• How to complete this task: Output exactly, and only, the lines below from the one with "Task: point out the canal, one" down to the one with "[[487, 52]]". Include both end lines and no pictures.

• Point localization data:
---*---

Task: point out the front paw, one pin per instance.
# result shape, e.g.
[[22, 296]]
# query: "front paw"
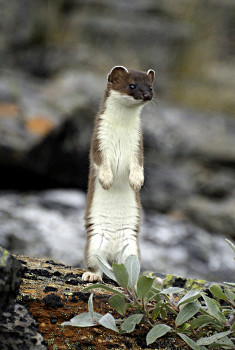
[[136, 179], [105, 177]]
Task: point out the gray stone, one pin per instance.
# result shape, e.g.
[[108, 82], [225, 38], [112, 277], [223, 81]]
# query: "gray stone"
[[50, 224], [18, 330]]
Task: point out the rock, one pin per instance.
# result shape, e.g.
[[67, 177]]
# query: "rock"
[[11, 272], [187, 154], [18, 330], [94, 37], [50, 224], [214, 216], [52, 299]]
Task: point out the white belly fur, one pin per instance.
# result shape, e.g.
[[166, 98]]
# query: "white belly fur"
[[114, 213]]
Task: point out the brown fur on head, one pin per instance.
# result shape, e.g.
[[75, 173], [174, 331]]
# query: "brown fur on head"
[[133, 83]]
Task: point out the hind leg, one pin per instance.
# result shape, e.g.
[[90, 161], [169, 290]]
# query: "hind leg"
[[130, 240]]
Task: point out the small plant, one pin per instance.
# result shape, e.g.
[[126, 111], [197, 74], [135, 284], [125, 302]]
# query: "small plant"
[[202, 321]]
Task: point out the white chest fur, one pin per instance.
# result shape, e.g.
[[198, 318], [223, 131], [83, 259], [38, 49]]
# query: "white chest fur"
[[114, 212], [119, 132]]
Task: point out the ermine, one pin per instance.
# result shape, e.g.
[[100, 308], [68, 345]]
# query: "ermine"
[[116, 175]]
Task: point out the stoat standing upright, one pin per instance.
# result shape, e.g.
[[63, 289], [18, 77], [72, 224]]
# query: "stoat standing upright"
[[116, 170]]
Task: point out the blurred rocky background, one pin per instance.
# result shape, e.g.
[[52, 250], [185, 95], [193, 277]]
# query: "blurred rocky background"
[[54, 58]]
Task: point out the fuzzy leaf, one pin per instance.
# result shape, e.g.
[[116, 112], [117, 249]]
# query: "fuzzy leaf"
[[105, 267], [213, 309], [225, 342], [230, 295], [156, 310], [90, 306], [83, 320], [189, 297], [171, 290], [118, 303], [156, 332], [108, 321], [121, 274], [217, 292], [188, 311], [129, 324], [203, 320], [231, 284], [189, 341], [144, 285], [212, 339], [133, 268], [103, 286]]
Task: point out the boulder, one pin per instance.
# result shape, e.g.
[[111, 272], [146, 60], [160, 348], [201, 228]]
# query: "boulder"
[[11, 272], [50, 224]]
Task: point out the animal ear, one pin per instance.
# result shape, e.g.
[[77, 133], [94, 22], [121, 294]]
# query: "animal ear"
[[116, 73], [151, 73]]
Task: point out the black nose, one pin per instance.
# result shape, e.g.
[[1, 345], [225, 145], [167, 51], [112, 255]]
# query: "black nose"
[[147, 97]]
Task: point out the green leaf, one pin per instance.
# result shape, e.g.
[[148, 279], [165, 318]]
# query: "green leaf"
[[156, 310], [189, 341], [183, 327], [90, 306], [103, 286], [133, 268], [108, 321], [171, 290], [188, 311], [189, 297], [212, 339], [156, 332], [83, 320], [121, 274], [231, 245], [118, 303], [105, 267], [203, 320], [225, 342], [217, 292], [163, 313], [213, 309], [129, 324], [230, 295], [144, 285]]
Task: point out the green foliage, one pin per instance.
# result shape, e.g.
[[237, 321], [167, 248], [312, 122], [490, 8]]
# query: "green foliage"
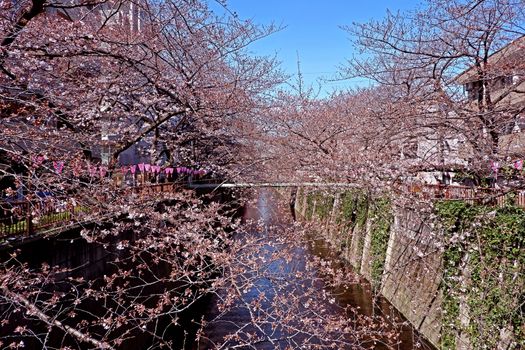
[[493, 242], [324, 205], [382, 218]]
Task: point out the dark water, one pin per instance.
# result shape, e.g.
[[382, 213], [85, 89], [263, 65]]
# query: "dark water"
[[278, 279]]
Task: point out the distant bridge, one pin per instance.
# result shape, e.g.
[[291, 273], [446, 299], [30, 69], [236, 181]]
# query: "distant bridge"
[[271, 184]]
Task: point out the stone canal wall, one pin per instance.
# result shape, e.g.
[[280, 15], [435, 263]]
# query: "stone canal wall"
[[430, 264]]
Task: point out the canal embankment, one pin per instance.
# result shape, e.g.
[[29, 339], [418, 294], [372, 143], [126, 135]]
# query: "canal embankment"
[[454, 270]]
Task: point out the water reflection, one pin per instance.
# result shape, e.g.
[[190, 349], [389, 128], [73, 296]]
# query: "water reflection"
[[282, 278]]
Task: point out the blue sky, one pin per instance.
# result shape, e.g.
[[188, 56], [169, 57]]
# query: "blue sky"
[[312, 31]]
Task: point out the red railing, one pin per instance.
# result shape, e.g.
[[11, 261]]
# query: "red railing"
[[473, 195], [25, 217]]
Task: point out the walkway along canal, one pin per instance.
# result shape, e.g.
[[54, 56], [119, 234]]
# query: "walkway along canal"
[[289, 290]]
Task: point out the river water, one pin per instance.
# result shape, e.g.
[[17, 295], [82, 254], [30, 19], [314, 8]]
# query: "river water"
[[284, 296]]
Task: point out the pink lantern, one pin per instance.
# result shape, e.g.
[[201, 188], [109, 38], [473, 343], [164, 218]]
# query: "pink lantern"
[[59, 166], [102, 171], [92, 170]]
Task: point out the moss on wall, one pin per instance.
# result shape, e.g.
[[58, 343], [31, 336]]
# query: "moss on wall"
[[381, 220], [490, 243]]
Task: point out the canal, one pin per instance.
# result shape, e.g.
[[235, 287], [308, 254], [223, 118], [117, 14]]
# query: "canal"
[[288, 290]]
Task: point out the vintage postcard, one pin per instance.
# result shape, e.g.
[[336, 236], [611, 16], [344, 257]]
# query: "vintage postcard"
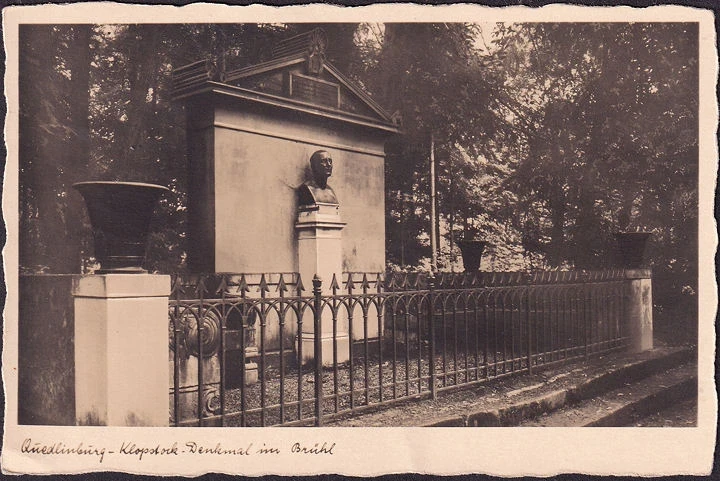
[[384, 239]]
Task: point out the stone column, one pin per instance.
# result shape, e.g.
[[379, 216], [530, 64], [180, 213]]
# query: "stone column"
[[320, 252], [121, 350], [638, 309]]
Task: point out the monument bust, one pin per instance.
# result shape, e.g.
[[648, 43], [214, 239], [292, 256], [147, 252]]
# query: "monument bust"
[[317, 191]]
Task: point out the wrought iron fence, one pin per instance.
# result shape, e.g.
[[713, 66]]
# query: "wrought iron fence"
[[278, 354]]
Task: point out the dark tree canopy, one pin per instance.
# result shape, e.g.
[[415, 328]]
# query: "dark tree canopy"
[[549, 137]]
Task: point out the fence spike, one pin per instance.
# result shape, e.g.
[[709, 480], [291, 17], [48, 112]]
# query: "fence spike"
[[349, 285], [281, 288], [299, 285], [263, 287], [223, 285], [365, 285], [177, 287], [200, 287], [242, 285], [334, 284]]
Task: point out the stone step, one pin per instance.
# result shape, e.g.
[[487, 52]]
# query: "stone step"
[[621, 406], [514, 399]]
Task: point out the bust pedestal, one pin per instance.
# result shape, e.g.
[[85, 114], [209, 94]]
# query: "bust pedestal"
[[319, 229]]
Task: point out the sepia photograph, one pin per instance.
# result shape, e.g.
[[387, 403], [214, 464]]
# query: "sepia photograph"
[[355, 226]]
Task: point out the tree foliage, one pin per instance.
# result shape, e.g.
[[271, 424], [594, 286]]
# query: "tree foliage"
[[548, 137]]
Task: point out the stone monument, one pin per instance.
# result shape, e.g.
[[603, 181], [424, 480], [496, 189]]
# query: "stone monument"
[[319, 229], [250, 132]]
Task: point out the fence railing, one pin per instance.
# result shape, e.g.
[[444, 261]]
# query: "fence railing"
[[374, 339]]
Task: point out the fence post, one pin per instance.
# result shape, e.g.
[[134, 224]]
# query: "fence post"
[[317, 294], [638, 309], [122, 373], [431, 319], [528, 323], [587, 320]]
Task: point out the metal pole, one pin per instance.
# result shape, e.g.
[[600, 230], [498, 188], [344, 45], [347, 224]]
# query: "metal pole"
[[433, 226], [431, 319], [317, 293]]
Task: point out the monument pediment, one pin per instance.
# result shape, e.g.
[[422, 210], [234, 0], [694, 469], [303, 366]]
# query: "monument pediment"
[[297, 75]]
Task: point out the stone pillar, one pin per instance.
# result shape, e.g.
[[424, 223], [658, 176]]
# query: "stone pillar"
[[121, 350], [638, 309], [320, 252]]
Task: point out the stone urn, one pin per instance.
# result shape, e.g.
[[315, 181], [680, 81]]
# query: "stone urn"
[[120, 214], [471, 251], [631, 246]]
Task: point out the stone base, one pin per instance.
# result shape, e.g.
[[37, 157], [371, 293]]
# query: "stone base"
[[121, 348], [251, 373], [308, 348]]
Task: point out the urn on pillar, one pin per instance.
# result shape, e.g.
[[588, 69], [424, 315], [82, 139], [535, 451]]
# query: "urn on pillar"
[[472, 251], [120, 214]]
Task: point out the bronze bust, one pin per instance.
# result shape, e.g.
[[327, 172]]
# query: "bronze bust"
[[317, 190]]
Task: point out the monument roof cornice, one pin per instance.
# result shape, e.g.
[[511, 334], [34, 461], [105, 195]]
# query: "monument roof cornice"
[[244, 94]]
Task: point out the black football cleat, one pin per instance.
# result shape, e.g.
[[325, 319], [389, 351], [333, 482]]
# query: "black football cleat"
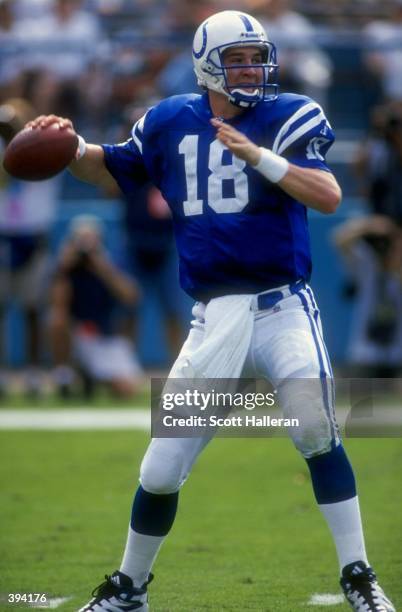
[[362, 591], [117, 594]]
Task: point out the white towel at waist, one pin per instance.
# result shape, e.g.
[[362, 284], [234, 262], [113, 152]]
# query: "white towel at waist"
[[228, 329]]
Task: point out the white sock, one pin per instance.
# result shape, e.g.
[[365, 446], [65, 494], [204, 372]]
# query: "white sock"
[[345, 523], [139, 556]]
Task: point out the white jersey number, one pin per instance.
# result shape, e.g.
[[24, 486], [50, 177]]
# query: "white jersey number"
[[219, 172]]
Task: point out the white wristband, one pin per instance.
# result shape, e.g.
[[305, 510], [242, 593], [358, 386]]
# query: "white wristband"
[[81, 149], [272, 166]]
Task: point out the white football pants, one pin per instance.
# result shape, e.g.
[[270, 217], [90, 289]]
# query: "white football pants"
[[286, 346]]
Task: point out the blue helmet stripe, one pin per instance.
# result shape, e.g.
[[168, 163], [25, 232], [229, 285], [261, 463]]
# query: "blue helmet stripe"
[[201, 52], [247, 23]]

---*---

• Answer below:
Task: point out the canal, one pin per instance.
# result shape, e.g.
[[235, 287], [308, 254], [223, 118], [117, 14]]
# query: "canal"
[[288, 290]]
Task: point out the vintage postcard, one pin per instance.
# result shape, e.g.
[[336, 236], [611, 16], [344, 257]]
# query: "vintage postcard"
[[384, 239]]
Task: point out the stone column, one pin per instance.
# result shape, e.g.
[[379, 216], [530, 64], [180, 213]]
# query: "stone column"
[[320, 252], [121, 350], [638, 309]]
Task: point out the monument bust, one pin per instance.
# result shape, e.g.
[[648, 43], [214, 239], [292, 256], [147, 252]]
# query: "monument bust"
[[317, 191]]
Task: point out the wrought iron fence, one pin per instance.
# result shape, e.g.
[[713, 66]]
# query: "wrought iron fence"
[[278, 354]]
Task: point out the dark tree canopy, one pin per instance.
# result shape, e.g.
[[415, 328]]
# query: "dark tree canopy"
[[549, 137]]
Task: point out the fence spike, one pin per instance.
# result shape, e.g.
[[709, 480], [291, 17], [48, 112]]
# query: "fence spike"
[[349, 285], [281, 288], [299, 285], [263, 287], [223, 285], [365, 285], [177, 287], [200, 287], [242, 285], [334, 284]]
Task: point out the stone step, one pin per instance.
# result shape, e.g.
[[487, 52]]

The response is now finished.